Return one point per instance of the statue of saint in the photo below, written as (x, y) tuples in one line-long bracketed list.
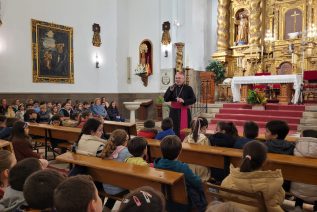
[(243, 29)]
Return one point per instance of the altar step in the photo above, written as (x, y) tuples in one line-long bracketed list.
[(239, 113)]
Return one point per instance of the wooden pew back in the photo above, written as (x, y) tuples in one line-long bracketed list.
[(130, 176), (298, 169), (6, 145), (255, 199)]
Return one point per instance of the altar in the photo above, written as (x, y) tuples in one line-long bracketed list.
[(284, 80)]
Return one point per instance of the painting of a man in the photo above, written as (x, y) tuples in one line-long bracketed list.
[(52, 59)]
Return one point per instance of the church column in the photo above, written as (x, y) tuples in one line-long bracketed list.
[(275, 29), (223, 26), (255, 22), (309, 13)]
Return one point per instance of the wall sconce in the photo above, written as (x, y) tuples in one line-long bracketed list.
[(97, 61)]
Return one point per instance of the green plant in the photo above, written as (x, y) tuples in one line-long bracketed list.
[(254, 97), (218, 69), (159, 100)]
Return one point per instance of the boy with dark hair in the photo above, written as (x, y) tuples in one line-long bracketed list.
[(5, 131), (13, 197), (250, 133), (30, 116), (86, 106), (137, 147), (171, 147), (148, 131), (39, 189), (78, 194), (167, 127), (276, 132)]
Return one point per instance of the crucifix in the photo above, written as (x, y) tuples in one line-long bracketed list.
[(295, 19)]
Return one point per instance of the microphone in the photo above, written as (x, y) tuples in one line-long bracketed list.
[(172, 87)]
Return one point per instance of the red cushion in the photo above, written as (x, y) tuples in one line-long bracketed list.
[(310, 75), (263, 74)]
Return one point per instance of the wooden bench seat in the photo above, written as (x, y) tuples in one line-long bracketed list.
[(6, 145), (298, 169), (261, 137), (131, 176)]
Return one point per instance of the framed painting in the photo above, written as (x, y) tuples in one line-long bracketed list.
[(52, 53)]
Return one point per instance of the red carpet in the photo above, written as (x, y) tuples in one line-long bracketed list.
[(239, 113)]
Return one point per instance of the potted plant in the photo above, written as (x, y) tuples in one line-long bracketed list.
[(159, 105), (256, 99), (214, 75), (218, 69)]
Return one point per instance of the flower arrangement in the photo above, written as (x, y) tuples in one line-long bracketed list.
[(255, 97)]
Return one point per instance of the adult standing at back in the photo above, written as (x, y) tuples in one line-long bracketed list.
[(181, 97)]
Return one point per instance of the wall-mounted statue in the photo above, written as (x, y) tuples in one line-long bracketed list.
[(145, 66), (242, 27), (96, 40)]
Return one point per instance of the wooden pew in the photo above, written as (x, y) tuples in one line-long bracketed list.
[(298, 169), (261, 137), (130, 176), (110, 126), (6, 145)]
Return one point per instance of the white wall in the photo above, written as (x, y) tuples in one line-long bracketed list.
[(140, 20), (124, 24), (16, 58)]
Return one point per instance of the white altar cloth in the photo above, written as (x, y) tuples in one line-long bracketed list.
[(271, 79)]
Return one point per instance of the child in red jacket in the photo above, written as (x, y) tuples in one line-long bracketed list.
[(149, 130)]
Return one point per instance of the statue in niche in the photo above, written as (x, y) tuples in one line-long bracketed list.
[(144, 68), (96, 40), (242, 27), (293, 23)]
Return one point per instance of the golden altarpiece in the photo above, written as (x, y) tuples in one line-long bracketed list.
[(276, 36)]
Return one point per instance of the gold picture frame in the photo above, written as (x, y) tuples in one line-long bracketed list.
[(52, 53)]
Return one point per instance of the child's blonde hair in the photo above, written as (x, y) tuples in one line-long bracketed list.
[(117, 138)]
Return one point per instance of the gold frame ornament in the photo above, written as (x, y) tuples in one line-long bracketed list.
[(52, 53)]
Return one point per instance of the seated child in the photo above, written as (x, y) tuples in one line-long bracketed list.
[(144, 198), (30, 116), (276, 132), (90, 142), (13, 197), (115, 149), (78, 194), (39, 189), (113, 112), (167, 127), (7, 161), (148, 131), (137, 147), (305, 147), (250, 133), (10, 112), (171, 147), (5, 131), (225, 136), (85, 115), (249, 177), (73, 121), (21, 142), (197, 136), (44, 115)]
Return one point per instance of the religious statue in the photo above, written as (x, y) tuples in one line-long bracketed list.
[(242, 28), (96, 40), (144, 68)]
_____
To do.
All of the records should be output exactly as they stand, with pictures omitted.

Solved problem.
Return one point per instance of the statue of saint in the photo below, written as (x, y) tuples in one line-long bracketed list.
[(243, 29)]
Return one point per instance of the altar step in the photo above, written as (x, y) tuples in one line-long bracketed list.
[(239, 113)]
Return one point per instance of the wooden pew back in the photo above, written as (x, y) tuples in one line-long bracketed list.
[(130, 176), (298, 169), (6, 145), (255, 199)]
Return one point per instance of the altar in the photo above, written as (x, y) tuples in one line-long bracketed list.
[(284, 80)]
Return one point per instance of the painting of a man in the photo above, written as (x, y) tuples in one line-long bracketed list.
[(52, 59)]
Return one point per instance of the church column in the photo above, written as (x, y) tuples in one line-long bracketed list.
[(275, 29), (223, 26), (255, 22), (309, 13)]
Return one point per instance of the wall sconce in the photo above, written as (x, y) tuples in one line-long bracketed list.
[(97, 61)]
Return one point per instance of the green plant in the photo above, written as (x, y) tuples in one line-long bracketed list.
[(254, 97), (218, 69), (159, 100)]
Return one point per instance of the boy with dark hair in the photo above, written as (x, y) tuples in one line-long bracketed list.
[(5, 131), (13, 197), (250, 133), (30, 116), (86, 106), (137, 147), (171, 147), (148, 131), (39, 189), (78, 194), (167, 127), (276, 132)]
Return one point per instance of the crucifix in the photo above, written as (x, y) tuples in one line-long bracketed list.
[(295, 19)]
Return one point per instance of the microphone in the photo above, written as (x, y) tuples in one line-long bracketed list.
[(172, 87)]
Return one point per instance of the red cushion in the photo above, written as (x, y) tuples in one line-long bracketed list.
[(310, 75), (263, 74)]
Return one point per instance of the wooden bench seat in the photo above, written as (x, y) tuples in one line-long bracketed list.
[(6, 145), (298, 169), (261, 137), (131, 176)]
Return one point per instance of the framed painting in the photo above, written as (x, y) tuples in one line-long bracketed list.
[(52, 53)]
Return one point per instance of the red carpet in the photo above, written as (x, y) tuples in one line-long bracketed list.
[(239, 113)]
Return one point per instance of the potted plant in the photo above, written as (x, y) tuples in one line-long bracketed list.
[(159, 105), (256, 99), (214, 75), (218, 69)]
Return one point per instance of the flower arrangement in the photo above, written as (x, y) tuples in one line-long bracketed list.
[(255, 97)]
Return one point per instance of the adult standing at back in the photo above, written as (x, y) tuples in one line-long bracketed list.
[(181, 97)]
Return one point per instance of the wall-mounted statue in the photo above, written as (x, y) tuples in one line-long bracketed list.
[(145, 66), (242, 27), (96, 40)]
Return one point per instance of the wooden pew in the photo above, written as (x, y) tuples in one line-long bracketed list.
[(298, 169), (261, 137), (130, 176), (110, 126), (6, 145)]
Return one point per instance of the white wall in the photo above, written as (x, y) tuples in one line-long bracketed list.
[(140, 20), (124, 24), (16, 58)]
Return one point per instance of the white altar cloth in the photo above, written as (x, y) tuples in one line-long bracketed list.
[(271, 79)]
Return one point per instance of the child in red jacket in the photo above, written as (x, y) tuples in one line-long bracketed list.
[(149, 130)]
Return one point per instance of the statue in niche in the photo above, written as (x, y) tuples in one line-long bracketed list.
[(144, 68), (96, 40), (242, 27), (293, 23)]
Return one point per instance of the golden altarpiece in the photo above, written as (x, y) tuples in one line-long bracketed list.
[(276, 36)]
Return one point per instance of the gold picture frame in the photo above, written as (x, y) tuples in one line-long bracketed list.
[(52, 53)]
Return one point per instance of the child's blonde hair in the photo above, written as (x, y) tuples in one line-long bracketed list.
[(117, 138)]
Return one point per instance of the gold frame ornament in the photo above, written as (x, y) tuples in one line-long bracketed list.
[(52, 53)]
Return one point per instance of the seated child in the photo above, written as (x, y) tuples in one line-long bracketed list.
[(144, 198), (30, 116), (276, 132), (90, 142), (13, 197), (115, 149), (78, 194), (39, 189), (113, 112), (167, 127), (7, 161), (148, 131), (137, 147), (305, 147), (250, 133), (10, 112), (171, 147), (5, 131), (225, 136), (85, 115), (249, 177), (73, 121), (21, 142), (197, 136), (44, 115)]
Return one point per instance of the religious statue in the photo above, written as (x, y) tuples in one line-long bracketed list.
[(242, 28), (96, 40), (144, 68)]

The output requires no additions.